=== Begin Enclosure ===

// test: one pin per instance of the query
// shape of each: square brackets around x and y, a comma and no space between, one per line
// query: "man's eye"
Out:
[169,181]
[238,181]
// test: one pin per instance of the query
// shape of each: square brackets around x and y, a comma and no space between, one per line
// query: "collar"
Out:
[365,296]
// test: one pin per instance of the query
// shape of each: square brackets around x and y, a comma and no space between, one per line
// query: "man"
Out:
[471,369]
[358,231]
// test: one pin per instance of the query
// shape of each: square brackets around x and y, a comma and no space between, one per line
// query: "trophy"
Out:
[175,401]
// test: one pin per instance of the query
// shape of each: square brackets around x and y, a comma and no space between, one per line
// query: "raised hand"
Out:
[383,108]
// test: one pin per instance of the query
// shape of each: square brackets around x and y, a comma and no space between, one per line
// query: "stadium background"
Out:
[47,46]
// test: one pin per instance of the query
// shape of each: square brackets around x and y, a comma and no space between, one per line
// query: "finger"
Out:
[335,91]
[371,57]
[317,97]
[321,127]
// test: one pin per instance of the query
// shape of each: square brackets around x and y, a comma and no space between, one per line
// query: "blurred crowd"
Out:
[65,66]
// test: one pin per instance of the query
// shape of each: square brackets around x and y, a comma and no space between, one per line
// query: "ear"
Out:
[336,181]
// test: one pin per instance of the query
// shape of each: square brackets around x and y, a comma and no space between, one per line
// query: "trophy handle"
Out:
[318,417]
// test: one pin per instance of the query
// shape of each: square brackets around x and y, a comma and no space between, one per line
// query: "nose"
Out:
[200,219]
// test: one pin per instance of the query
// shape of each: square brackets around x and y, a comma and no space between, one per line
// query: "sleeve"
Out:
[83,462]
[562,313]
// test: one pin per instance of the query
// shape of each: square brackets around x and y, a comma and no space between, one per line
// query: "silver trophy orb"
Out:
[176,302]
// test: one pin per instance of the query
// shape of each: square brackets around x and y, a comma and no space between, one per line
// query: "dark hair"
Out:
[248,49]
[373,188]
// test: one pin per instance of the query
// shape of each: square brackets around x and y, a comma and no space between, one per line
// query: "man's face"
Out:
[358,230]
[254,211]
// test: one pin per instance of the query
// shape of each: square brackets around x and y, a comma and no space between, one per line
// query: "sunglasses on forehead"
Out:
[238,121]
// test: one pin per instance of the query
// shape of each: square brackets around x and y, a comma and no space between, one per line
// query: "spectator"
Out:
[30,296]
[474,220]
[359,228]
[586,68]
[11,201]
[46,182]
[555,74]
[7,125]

=== End Enclosure ===

WHAT YOU SHOULD DO
The records are given above. Copy each line in them that holds "trophy".

WRITTEN REPLY
// query: "trophy"
// query: "trophy handle"
// query: "silver trophy orb"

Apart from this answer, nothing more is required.